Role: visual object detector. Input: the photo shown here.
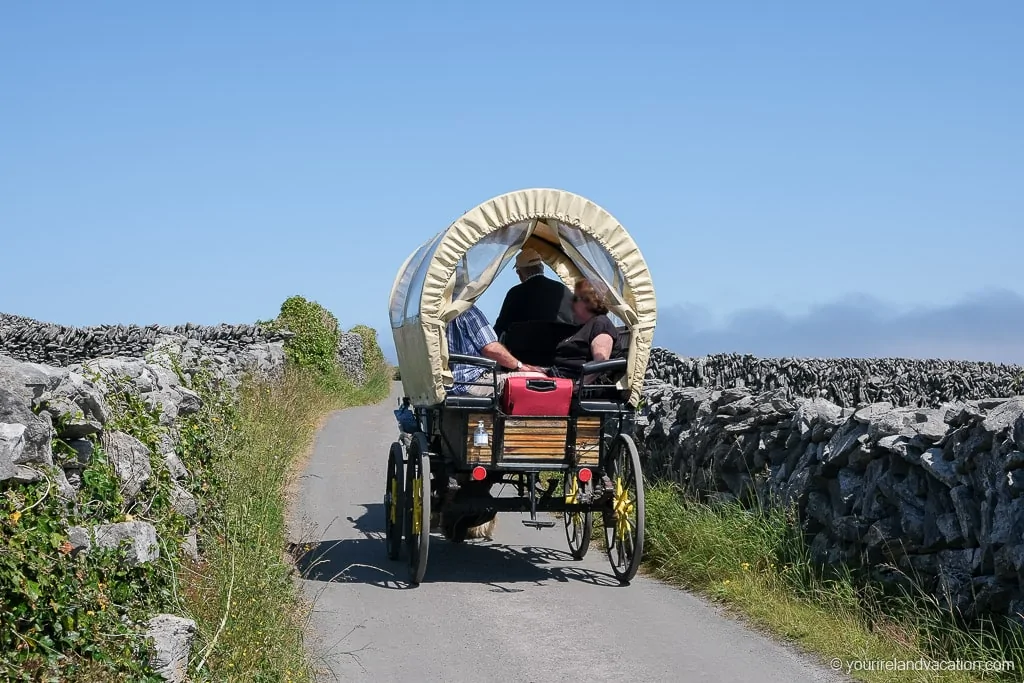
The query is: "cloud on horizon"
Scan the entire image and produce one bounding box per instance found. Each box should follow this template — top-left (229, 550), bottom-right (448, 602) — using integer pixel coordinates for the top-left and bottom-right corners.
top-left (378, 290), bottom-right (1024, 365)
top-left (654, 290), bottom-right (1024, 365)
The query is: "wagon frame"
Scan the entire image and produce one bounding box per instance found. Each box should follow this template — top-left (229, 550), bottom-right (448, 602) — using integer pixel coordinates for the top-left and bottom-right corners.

_Stated problem_
Convert every line of the entries above into a numbered list, skipping blank lines and leaving out the pictures.

_Answer to the exercise_
1. Role: visual object detector. Input: the photo shown here.
2. The query is: "cloud on horizon"
3. Scan the entire image and produce one bounding box per instance found. Each box should follow this template — top-left (229, 550), bottom-right (448, 602) — using integer pixel coordinates for the top-left and bottom-right corners.
4. top-left (378, 290), bottom-right (1024, 365)
5. top-left (654, 290), bottom-right (1024, 365)
6. The query is: "wagon frame"
7. Scan the entire image and produce one bounding box per instance found. Each box should follow this template — top-left (229, 550), bottom-right (448, 602) — using integer pixel coordinates for the top-left and bottom-right corners.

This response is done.